Still laughing...because I know how calm and nonchalant the dictating doctor will be about the guy pacing and pulling his bed with him across the room.

I know you couldn't make this up. Unless they make this stuff up here in GreatLakesLand too.

Tiggerlane said...

OMG...too....freakin'....hysterical! You are making me wish my hubby still worked in the ER...I totally miss these stories!

Snakes in the ER! LOL!

Akelamalu said...

You paint a wonderful picture Correspondent, do you do the casting for Jerry Springer? You could never say ER was boring could you? LOL

AnGlOpHiLe FoOtBaLl FaNaTiC said...

I'm having a hard time with the snake incident. I would've been the NYC doctor freaking out.

The Springer factor? Live it. Just walk into small town Walmarts.

Sandy said...

Abso-freakin-hilarious! and AFF is right - any small town WalMart will do although with the ER, you get cops!

Too funny!

Potty Mummy said...

RC; have you thought of submitting this one to ER for them to base an episode on?

|---|

--- Exercise aim ---
Answer these questions about the comment thread:
(a) Where does Tiggerlane wish the hubby still worked?
(b) According to AnGlOpHiLe FoOtBaLl FaNaTiC, where can you go to live the Springer factor?
(c) What does Potty Mummy ask whether RC has thought of doing?

--- Data extract ---
|---|

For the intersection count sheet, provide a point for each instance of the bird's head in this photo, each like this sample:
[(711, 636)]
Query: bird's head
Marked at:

|---|

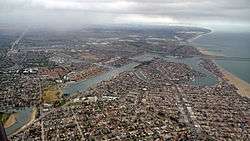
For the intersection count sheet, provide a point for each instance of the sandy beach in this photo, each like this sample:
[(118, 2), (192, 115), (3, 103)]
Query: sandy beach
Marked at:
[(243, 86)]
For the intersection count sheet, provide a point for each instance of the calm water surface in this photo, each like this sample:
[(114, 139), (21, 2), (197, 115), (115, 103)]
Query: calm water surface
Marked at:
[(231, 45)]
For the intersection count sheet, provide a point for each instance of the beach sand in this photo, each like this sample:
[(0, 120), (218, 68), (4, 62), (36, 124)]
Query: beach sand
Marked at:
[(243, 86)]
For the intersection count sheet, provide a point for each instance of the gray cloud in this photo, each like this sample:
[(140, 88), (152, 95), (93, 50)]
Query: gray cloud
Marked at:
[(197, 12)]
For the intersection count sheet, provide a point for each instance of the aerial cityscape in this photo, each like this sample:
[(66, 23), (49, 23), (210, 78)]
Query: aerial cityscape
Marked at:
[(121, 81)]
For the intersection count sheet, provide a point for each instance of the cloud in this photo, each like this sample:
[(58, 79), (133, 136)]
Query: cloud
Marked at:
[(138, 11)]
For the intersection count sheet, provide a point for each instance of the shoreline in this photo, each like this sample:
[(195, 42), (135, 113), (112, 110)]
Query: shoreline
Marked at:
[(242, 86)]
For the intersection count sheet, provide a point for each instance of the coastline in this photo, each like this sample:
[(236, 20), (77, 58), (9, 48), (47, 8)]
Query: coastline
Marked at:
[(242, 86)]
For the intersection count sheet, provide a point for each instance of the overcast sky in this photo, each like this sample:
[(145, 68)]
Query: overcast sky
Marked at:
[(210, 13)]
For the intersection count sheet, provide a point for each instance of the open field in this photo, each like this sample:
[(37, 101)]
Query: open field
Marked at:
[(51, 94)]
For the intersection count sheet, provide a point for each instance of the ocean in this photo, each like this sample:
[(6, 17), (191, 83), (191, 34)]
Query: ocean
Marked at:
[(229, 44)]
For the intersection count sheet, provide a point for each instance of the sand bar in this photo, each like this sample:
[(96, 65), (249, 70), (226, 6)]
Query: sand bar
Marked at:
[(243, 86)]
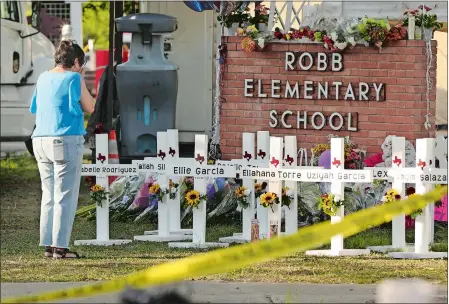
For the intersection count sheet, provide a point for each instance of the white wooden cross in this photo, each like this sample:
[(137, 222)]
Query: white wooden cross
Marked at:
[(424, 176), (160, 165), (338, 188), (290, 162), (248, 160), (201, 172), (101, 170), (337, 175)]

|---|

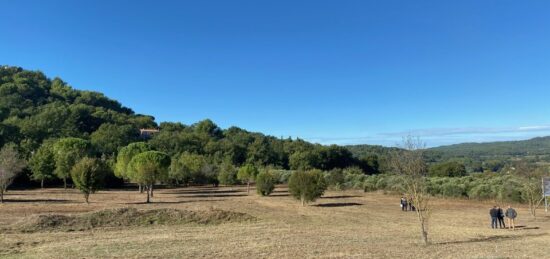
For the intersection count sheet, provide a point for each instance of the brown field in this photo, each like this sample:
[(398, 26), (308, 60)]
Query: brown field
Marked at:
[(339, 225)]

|---|

--- Task output ---
(a) In the ER.
(b) Small town Walmarts.
(c) Submitting this one to ER for them to base an episode on.